### Data rows
+ + + + +

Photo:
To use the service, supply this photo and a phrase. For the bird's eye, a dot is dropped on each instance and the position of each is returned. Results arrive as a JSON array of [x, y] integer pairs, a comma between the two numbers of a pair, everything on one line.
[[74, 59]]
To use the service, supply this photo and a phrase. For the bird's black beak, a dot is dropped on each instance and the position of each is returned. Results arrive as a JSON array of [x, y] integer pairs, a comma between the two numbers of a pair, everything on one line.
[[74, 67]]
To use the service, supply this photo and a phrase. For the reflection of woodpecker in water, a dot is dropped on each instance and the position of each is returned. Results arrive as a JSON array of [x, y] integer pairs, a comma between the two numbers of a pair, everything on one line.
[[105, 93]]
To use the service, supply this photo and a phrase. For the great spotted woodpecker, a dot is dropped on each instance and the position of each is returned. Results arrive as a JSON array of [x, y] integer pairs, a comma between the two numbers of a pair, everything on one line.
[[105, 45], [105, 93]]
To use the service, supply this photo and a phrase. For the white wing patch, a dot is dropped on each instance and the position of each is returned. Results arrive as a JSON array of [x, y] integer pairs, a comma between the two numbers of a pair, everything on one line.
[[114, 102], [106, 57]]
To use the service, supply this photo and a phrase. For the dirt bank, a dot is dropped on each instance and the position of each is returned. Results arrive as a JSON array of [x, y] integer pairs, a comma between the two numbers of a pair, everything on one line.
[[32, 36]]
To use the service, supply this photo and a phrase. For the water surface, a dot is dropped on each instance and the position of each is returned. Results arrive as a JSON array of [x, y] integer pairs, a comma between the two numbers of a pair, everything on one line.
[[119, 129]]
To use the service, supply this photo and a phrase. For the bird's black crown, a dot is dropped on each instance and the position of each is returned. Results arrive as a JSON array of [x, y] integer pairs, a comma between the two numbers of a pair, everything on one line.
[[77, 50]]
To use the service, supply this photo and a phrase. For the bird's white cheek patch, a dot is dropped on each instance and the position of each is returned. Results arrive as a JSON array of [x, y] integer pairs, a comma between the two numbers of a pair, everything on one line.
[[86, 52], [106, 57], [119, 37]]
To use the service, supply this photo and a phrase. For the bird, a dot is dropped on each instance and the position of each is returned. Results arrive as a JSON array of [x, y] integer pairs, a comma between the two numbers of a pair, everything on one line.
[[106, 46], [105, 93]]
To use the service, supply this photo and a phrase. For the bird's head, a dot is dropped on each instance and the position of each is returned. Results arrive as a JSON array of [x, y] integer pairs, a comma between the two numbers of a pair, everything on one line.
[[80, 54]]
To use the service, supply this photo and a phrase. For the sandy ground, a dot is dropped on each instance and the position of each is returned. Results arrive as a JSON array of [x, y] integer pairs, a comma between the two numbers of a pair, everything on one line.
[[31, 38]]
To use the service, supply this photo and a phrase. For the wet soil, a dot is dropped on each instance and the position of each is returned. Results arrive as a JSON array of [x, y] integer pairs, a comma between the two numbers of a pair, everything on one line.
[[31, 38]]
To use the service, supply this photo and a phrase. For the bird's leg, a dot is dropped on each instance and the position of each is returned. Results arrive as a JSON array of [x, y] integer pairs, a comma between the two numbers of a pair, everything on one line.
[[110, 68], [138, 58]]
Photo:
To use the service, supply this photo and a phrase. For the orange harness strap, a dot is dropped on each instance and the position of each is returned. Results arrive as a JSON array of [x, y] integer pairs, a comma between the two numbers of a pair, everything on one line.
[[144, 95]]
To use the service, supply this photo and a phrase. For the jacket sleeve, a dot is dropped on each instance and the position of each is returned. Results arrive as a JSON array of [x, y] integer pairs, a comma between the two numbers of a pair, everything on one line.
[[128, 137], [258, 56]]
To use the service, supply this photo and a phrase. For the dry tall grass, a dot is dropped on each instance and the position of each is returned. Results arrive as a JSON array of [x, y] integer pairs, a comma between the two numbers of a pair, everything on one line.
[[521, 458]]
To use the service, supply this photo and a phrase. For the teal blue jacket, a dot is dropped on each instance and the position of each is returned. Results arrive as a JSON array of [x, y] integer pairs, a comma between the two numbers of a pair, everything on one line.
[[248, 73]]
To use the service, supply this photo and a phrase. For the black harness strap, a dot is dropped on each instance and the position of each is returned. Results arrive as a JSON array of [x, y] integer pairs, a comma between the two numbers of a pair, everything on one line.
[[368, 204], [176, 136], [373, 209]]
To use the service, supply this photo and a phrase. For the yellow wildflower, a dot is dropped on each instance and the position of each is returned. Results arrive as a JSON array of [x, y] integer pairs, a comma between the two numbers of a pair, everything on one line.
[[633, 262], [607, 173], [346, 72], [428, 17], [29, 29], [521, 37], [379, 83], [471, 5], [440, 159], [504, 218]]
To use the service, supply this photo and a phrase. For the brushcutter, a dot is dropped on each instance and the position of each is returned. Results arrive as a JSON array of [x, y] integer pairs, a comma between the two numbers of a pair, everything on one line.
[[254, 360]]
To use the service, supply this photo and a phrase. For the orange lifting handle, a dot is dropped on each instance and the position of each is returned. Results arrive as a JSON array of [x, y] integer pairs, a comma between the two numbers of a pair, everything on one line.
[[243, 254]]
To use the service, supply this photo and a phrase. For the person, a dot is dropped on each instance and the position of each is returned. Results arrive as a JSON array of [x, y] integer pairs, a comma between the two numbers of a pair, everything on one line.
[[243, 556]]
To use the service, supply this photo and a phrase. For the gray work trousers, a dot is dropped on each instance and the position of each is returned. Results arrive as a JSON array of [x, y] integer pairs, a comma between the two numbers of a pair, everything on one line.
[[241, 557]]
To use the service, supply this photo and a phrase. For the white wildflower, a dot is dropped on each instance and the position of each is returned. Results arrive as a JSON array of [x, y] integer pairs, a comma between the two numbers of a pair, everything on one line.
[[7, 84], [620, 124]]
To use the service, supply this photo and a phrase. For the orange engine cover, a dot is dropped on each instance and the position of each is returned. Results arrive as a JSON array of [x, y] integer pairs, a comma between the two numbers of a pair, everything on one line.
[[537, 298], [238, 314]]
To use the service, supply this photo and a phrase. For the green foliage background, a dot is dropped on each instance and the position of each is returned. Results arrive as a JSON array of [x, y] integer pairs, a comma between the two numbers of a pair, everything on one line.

+ + + + +

### Stated problem
Can you rewrite all the records above as a numbered list, leaving out any blank lines?

### Task answer
1. Photo:
2. To use the service, supply this photo and a phrase. For the bird's eye, a dot is dropped on each instance and the position of each is returned. Results arrive as a JSON array of [x, y] integer pairs, a comma between the two numbers of a pair, everything on one line.
3. [[74, 59]]
4. To use the service, supply this photo and a phrase. For the bird's black beak, a dot is dropped on each instance and the position of each is returned. Results arrive as a JSON array of [x, y] integer pairs, a comma between the two numbers of a pair, everything on one line.
5. [[74, 67]]
6. To use the service, supply this photo and a phrase. For the reflection of woodpecker in water, a dot is dropped on each instance and the position of each is returned. Results arrive as a JSON array of [x, y] integer pairs, a comma between the two numbers of a pair, everything on one line.
7. [[105, 93]]
8. To use the service, supply this photo and a phrase. For the great spotted woodpecker, a dot is dropped on each instance and the position of each is returned. Results arrive as a JSON array of [x, y] integer pairs, a comma between the two numbers of a pair, everything on one line.
9. [[105, 45], [105, 93]]
10. To use the service, supply this photo and a phrase. For the white wing patch, a dot is dropped on each instance and the position of each is returned. Results arrive as a JSON array of [x, y] integer pairs, a comma between the two numbers of a pair, everything on one line.
11. [[114, 102], [106, 57]]
12. To use the service, supply this photo and a phrase. For the dirt bank, a dot is dropped on each instance and the position of each is returned. Results arrive as a JSON array of [x, y] integer pairs, a comma between the two numbers of a pair, everything on one line.
13. [[32, 36]]
14. To use the service, supply this photo and a phrase. For the water surface, a dot is dropped on each instance and the position of each is returned. Results arrive as a JSON array of [x, y] integer pairs, a comma between the two numbers of a pair, everything on one line.
15. [[119, 129]]
16. To use the service, supply this photo and a phrase. For the bird's black crown, a dot is dropped on each instance and the position of each is returned. Results arrive as a JSON array of [x, y] integer pairs, a comma between the two numbers of a pair, everything on one line.
17. [[77, 50]]
18. To use the service, supply this photo and a phrase. For the bird's white cheek patch, a dot is dropped on each instance and the position of each is returned. Results arrive as a JSON array of [x, y] integer pairs, a comma between the two numbers of a pair, everything on one line.
19. [[86, 52], [106, 57], [119, 37]]
20. To use the service, supply this photo and a phrase. For the bird, a dot is dropped on each instance and the position of each is returned. Results arrive as a JSON array of [x, y] integer pairs, a comma between the two numbers of a pair, everything on one line.
21. [[106, 46], [105, 93]]
22. To use the service, supply this photo and a phrase. For the bird's head, a dot is dropped on each instance and the position of each is returned. Results arrive as a JSON array of [x, y] integer pairs, a comma between the two numbers of a pair, everything on one line.
23. [[80, 54]]
24. To use the service, supply this photo and a phrase. For the sandy ground, a dot is dropped on each instance and the position of each is returned. Results arrive as a JSON array of [x, y] integer pairs, a comma between the two numbers of a pair, everything on one line.
25. [[31, 38]]
26. To use the service, supply this photo and a phrase. For the wet soil, a dot is dropped on each instance and the position of each is returned. Results arrive as a JSON array of [x, y] integer pairs, a comma between the two numbers of a pair, everything on one line.
27. [[31, 38]]
28. To use the service, supply this photo and a phrase. For the bird's leg, a dot is dropped on each instance and the position of each is returned. Results arrive as a JSON array of [x, y] integer pairs, a comma between the two numbers of a pair, everything on one line.
29. [[110, 68], [138, 58]]
30. Photo:
31. To use the service, supply this photo and a phrase. For the orange harness strap, a dot is dropped on each instance and the position of each is returned. Results arrive as a JSON array of [x, y] integer pairs, a comma between the two numbers of a pair, everything on one line.
32. [[144, 95]]
33. To use the service, supply this photo and a phrase. For the jacket sleeve, a dot is dropped on each instance and the position of each is returned. Results arrive as a JSON array of [x, y] integer pairs, a comma between the two numbers of a pair, everything on one line.
34. [[128, 137], [258, 56]]
35. To use the service, supply this photo and a phrase. For the dry tall grass, a dot is dropped on each instance and the position of each is returned. Results arrive as a JSON array of [x, y] integer pairs, a comma between the two numbers of a pair, everything on one line.
36. [[521, 458]]
37. To use the service, supply this photo and a phrase. For the teal blue jacket, a dot is dropped on each instance and the position of each is returned. Results arrive as a JSON array of [x, y] integer pairs, a comma between the two numbers of a pair, everything on one line.
38. [[248, 73]]
39. To use the service, supply this photo and a phrase. For the black harness strap, a dot is dropped on each instance and the position of each is returned. Results arrive as a JSON array of [x, y] integer pairs, a comma between the two numbers of a pair, everything on one line.
40. [[368, 204], [176, 136], [373, 209]]
41. To use the service, supply this photo and a phrase. For the yellow wildflower, a dot is dropped on each instance and the position of each is returned. Results arrive as a JSON array of [x, y] integer pairs, a comma between the two numbers of a pair, everything on one line.
42. [[633, 262], [607, 173], [346, 72], [428, 17], [29, 29], [521, 37], [379, 83], [471, 5], [440, 159], [504, 218]]
43. To use the service, supply this photo and a phrase. For the brushcutter, a dot is dropped on each instance and the position of each is returned. Results arrive as a JSON array of [x, y] integer pairs, a comma between the two numbers of a pair, everything on one line.
44. [[254, 360]]
45. To use the service, supply this photo and a phrase. For the orange lifting handle, a dot is dropped on each instance and the position of each is returned. Results arrive as a JSON array of [x, y] integer pairs, a comma between the two numbers of a pair, everything on one line.
46. [[243, 254]]
47. To use the service, supply this photo and a phrase. For the person, a dot is dropped on each instance and the position of each is returned. Results arrive as a JSON array of [x, y] integer pairs, a comma between the two numbers of a pair, everything on one line.
48. [[243, 556]]
49. To use the service, supply this photo and a phrase. For the gray work trousers, a dot is dropped on each instance and the position of each is returned. Results arrive as a JSON array of [x, y] integer pairs, a comma between the two numbers of a pair, everything on one line.
50. [[241, 557]]
51. To use the service, supply this photo and a phrase. For the white wildflower, a dot is dropped on each instance and the position of each is returned. Results arrive as a JSON array of [x, y] integer pairs, a comma between the two numbers of a pair, everything on one line.
52. [[7, 84], [620, 124]]
53. To use the service, supply this photo and a phrase. For the orange engine cover, a dot is dropped on each instance and the position of each is returned. Results arrive as a JSON array of [x, y] integer pairs, a comma between the two numbers of a pair, everything on one line.
54. [[537, 298], [238, 314]]
55. To use the service, supply this photo and a phrase. For the green foliage background, a dot is dropped on each instance and the position of each is returned. Results arrive as a JSON array of [x, y] integer pairs, a comma between the two numbers of a pair, everything on one line.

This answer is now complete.